* _What is being asked_
Each entry must appear again exactly as it does in the source.

* _Stored data_
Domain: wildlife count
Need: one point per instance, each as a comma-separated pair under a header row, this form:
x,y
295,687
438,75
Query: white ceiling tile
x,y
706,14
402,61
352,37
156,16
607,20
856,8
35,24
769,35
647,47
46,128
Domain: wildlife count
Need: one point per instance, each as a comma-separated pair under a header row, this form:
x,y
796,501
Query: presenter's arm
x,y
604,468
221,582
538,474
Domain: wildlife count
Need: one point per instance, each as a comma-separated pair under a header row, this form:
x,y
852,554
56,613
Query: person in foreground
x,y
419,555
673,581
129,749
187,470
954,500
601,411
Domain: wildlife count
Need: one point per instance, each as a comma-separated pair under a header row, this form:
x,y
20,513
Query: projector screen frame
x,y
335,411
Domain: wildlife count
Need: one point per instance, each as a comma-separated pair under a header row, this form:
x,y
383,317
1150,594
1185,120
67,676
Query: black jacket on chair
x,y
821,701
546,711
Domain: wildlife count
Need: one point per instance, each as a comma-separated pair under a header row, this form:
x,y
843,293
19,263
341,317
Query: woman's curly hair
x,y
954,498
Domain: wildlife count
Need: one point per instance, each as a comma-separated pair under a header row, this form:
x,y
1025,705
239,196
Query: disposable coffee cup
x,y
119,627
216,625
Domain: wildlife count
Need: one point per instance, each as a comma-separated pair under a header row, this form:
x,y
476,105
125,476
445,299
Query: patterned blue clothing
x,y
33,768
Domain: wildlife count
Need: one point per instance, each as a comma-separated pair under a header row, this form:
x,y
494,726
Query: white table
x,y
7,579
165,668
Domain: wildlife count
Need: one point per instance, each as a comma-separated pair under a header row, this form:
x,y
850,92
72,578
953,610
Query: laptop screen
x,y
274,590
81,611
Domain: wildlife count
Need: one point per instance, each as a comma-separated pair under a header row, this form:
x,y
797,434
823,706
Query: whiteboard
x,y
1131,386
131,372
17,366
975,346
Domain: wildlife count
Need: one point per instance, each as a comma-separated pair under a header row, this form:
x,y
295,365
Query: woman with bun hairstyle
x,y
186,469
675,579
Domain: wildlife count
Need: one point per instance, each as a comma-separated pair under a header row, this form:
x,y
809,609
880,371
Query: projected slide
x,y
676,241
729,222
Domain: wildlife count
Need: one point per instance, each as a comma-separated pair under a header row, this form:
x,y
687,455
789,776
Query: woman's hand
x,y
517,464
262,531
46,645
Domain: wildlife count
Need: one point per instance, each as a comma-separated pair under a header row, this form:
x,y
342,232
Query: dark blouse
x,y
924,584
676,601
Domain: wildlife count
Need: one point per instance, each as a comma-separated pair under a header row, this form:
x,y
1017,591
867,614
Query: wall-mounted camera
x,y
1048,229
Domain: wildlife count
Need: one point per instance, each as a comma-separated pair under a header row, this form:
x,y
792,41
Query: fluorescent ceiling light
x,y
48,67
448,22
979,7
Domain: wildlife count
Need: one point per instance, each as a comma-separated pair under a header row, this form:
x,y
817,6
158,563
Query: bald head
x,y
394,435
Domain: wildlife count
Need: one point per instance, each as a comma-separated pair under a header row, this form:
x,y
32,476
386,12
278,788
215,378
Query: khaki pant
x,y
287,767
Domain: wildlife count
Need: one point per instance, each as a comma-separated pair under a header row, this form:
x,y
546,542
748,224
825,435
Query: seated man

* _Answer section_
Domain: wildlife count
Need: one point per instance, each as a comma-separated pair under a header row, this form:
x,y
295,687
438,75
Query: white ceiling tile
x,y
706,14
402,61
352,37
156,16
607,20
856,8
35,24
769,35
647,47
46,128
Domain: wildlife count
Need: one point per instance, each as a comma-separated pair under a header row, this form:
x,y
796,501
Query: presenter's arm
x,y
604,468
221,582
538,474
Domain: wildlife count
Need: one point per instance, each as a comma-separated pair under a header row, this form:
x,y
852,554
56,613
Query: person in foreground
x,y
419,555
673,581
129,749
187,470
954,500
601,411
Domain: wildlife count
Need: one point per instance, each as a comma-separated pair under a header row, this form:
x,y
20,513
Query: projector screen frame
x,y
335,411
Domain: wildlife count
Need: one point per instance, each as a comma-separated pair under a header row, this form:
x,y
383,317
1150,594
1185,120
67,676
Query: black jacket on chair
x,y
821,701
546,711
Domain: wildlife count
Need: one point per instance, each as a comma-separated pair under a header row, this form:
x,y
843,293
19,263
341,317
Query: woman's curly hair
x,y
954,498
Domain: wildlife count
Need: one point per instance, each as a comma-separated pair under a header row, this form:
x,y
1025,705
239,196
Query: disposable coffee cup
x,y
119,627
216,625
Domain: wildlife count
Need: one point per instance, each as a comma-separated pair under a header row, this form:
x,y
476,105
125,476
445,299
Query: patterned blue clothing
x,y
33,768
Domain: wildlife count
Need: one point per instance, each as a comma-separated pair under a header row, this form:
x,y
494,726
Query: white table
x,y
7,579
165,668
Domain: wildlife count
Need: one point per instance, each as a comma-separated pair under a header row, this form:
x,y
850,92
72,578
953,610
Query: laptop screen
x,y
274,590
81,611
Domain: wildlife count
Need: one point per instance, each as a comma-separated pair under a header row, this form:
x,y
797,434
823,706
Query: whiteboard
x,y
1131,386
131,372
17,366
975,346
Domain: wildlife count
Need: one point per instance, each as a comma-separated pair under a header row, this form:
x,y
295,365
Query: woman with bun hairstyle
x,y
186,469
675,579
Domain: wildlife count
Need: one point per instance, each as a comma-separated pair under a header row, this form:
x,y
809,609
880,371
Query: projected slide
x,y
676,241
729,222
Domain: wildlife count
Need: one point per instance, each as a comma-separated pair under a header row, this form:
x,y
687,455
789,776
Query: woman's hand
x,y
517,464
262,531
46,645
Domain: wildlife count
Need: one point per instance, each as a comma-separated pair under a header row, this form:
x,y
342,232
Query: dark blouse
x,y
924,584
676,601
Domain: wildlife count
Need: one point per instance, each as a comma-separated pair under a header row, this form:
x,y
1017,591
867,614
Query: wall-mounted camera
x,y
1048,229
Domain: wildlife count
Need: one point per instance, each as a comma-separated pair under a header row, this form:
x,y
792,41
Query: fluorescent ceiling light
x,y
48,67
448,22
979,7
Domain: wildlife count
Need: one point per instance, each as a comma-separated pair under a header row, this form:
x,y
817,6
158,563
Query: bald head
x,y
394,435
Domain: wildlife count
Need: one point per instance, each as a comma-separated pair under a header row, this form:
x,y
32,476
386,12
278,788
215,378
Query: khaki pant
x,y
287,767
Domain: wildlife count
Need: one point per instance, each as a comma-separated pair under a header row, this form:
x,y
546,542
748,224
825,435
Query: seated man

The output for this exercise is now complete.